Neem de regels letterlijk over, van het begin van de items tot en met de regel met "box: [258, 414, 277, 425]". Laat de afbeeldingen weg.

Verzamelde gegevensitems
_ _ _
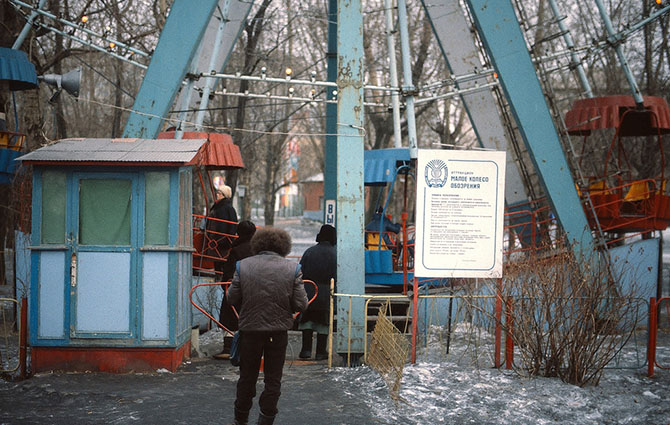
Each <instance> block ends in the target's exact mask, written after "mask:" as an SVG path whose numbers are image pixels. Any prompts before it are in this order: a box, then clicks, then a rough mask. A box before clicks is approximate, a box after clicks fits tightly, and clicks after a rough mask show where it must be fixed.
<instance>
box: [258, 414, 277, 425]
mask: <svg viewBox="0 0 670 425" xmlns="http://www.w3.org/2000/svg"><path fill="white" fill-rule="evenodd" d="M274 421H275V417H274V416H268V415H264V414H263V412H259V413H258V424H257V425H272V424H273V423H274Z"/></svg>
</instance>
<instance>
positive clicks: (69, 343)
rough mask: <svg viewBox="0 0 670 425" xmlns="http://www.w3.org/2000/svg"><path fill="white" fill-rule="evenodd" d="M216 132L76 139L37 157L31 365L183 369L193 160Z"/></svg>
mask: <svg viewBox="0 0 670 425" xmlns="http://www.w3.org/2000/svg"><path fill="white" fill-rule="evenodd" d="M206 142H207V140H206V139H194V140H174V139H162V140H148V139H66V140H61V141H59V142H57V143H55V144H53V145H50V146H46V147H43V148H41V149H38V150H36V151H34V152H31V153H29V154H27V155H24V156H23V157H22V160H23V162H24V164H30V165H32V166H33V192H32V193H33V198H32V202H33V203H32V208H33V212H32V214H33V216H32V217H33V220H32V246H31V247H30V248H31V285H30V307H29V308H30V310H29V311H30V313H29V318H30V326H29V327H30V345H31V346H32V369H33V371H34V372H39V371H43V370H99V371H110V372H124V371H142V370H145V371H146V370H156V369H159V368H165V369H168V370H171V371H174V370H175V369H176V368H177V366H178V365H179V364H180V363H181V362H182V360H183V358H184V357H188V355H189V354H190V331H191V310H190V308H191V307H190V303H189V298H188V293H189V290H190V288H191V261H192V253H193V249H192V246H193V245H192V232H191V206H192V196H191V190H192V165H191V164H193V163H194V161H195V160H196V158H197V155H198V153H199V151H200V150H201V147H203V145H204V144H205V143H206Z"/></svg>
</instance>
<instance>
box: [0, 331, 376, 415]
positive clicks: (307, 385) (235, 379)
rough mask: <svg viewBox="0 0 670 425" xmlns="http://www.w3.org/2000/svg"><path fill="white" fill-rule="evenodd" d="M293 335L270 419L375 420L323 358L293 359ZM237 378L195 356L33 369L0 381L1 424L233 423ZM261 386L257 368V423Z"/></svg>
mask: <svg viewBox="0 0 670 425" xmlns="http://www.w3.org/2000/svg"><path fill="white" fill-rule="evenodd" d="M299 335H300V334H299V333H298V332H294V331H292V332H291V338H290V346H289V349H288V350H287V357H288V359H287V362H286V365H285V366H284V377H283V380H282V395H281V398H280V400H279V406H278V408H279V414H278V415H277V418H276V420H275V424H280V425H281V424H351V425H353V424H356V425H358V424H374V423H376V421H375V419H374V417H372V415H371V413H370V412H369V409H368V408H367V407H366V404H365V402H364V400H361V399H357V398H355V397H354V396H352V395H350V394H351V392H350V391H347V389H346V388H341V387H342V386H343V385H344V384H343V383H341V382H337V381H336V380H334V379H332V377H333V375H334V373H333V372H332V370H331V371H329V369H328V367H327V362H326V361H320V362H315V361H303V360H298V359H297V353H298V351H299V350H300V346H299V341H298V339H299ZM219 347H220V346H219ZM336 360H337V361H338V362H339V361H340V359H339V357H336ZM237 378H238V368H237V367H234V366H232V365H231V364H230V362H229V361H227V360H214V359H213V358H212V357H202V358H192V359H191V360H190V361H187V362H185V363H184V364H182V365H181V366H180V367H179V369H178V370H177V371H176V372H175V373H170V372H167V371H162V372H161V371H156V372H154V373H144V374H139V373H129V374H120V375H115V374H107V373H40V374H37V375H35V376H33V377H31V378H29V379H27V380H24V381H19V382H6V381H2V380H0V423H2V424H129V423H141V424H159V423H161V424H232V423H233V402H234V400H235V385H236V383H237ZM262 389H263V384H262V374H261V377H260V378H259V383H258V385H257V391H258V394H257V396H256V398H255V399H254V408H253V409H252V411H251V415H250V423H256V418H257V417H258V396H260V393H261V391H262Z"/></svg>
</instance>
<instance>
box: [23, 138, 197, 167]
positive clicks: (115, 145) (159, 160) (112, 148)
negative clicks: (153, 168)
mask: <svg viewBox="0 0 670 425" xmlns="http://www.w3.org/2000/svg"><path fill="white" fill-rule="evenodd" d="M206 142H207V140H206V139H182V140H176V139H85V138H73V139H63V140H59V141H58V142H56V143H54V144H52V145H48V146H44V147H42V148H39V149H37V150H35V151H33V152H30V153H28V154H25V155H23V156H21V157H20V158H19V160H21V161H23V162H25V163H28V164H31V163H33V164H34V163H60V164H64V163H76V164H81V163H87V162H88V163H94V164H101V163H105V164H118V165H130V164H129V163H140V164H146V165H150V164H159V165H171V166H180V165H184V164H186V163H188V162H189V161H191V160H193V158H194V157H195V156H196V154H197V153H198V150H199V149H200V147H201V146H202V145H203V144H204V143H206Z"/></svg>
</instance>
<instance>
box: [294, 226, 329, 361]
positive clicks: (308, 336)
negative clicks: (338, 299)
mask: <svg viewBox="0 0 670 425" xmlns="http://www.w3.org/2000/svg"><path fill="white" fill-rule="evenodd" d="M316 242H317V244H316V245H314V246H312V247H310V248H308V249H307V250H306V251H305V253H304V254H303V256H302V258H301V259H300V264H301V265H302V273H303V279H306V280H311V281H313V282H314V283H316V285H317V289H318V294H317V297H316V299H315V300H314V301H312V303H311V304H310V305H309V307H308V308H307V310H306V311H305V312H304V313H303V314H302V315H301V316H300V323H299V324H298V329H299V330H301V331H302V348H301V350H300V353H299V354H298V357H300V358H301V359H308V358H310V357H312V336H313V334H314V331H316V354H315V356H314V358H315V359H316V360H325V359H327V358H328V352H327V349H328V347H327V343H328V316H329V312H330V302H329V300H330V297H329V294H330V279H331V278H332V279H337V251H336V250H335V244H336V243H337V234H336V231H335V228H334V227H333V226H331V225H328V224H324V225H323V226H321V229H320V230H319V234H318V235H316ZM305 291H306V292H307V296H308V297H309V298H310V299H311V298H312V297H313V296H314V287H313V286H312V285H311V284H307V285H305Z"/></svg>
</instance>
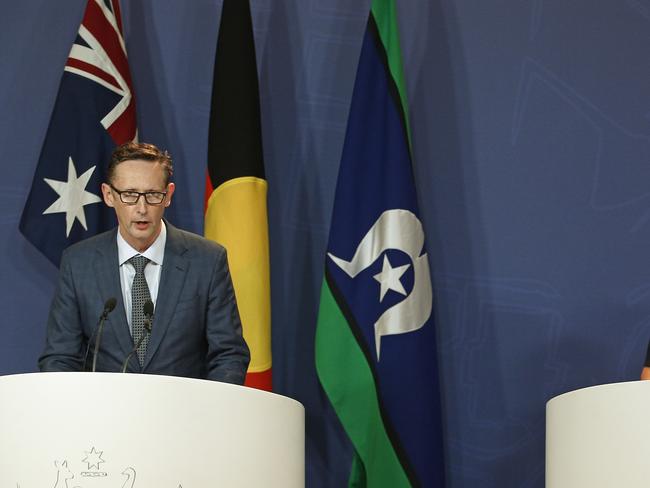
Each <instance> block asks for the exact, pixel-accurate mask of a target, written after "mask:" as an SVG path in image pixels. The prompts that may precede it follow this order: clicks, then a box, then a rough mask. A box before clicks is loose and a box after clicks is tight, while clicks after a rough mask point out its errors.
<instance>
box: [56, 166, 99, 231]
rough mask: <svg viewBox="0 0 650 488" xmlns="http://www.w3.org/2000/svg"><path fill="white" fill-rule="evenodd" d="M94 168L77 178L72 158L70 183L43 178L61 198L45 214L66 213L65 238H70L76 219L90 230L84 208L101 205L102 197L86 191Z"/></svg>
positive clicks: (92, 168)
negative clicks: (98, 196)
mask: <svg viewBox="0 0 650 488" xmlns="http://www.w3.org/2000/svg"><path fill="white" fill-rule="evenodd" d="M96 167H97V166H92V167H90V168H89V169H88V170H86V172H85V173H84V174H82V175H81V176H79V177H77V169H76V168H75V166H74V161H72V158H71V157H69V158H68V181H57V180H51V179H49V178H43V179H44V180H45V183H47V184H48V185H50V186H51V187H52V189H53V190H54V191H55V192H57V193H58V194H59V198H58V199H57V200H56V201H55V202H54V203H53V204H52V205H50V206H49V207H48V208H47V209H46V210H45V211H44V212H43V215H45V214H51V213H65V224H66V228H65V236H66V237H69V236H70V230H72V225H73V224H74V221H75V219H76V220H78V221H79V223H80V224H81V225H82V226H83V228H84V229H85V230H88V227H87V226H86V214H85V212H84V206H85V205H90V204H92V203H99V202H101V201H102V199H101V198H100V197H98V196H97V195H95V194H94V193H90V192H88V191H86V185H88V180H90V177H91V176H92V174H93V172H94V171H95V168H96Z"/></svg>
_ _ _
* Resultaat *
Each <instance> block ends in the target's exact mask, written after "mask:" as an SVG path whose numbers are image pixels. Any prompts before it are in this order: a box, then clicks, then a rough mask. A box before clicks is approximate, a box after clicks fits tightly, and clicks after a rough mask show where it must be fixed.
<instance>
box: [258, 414, 277, 425]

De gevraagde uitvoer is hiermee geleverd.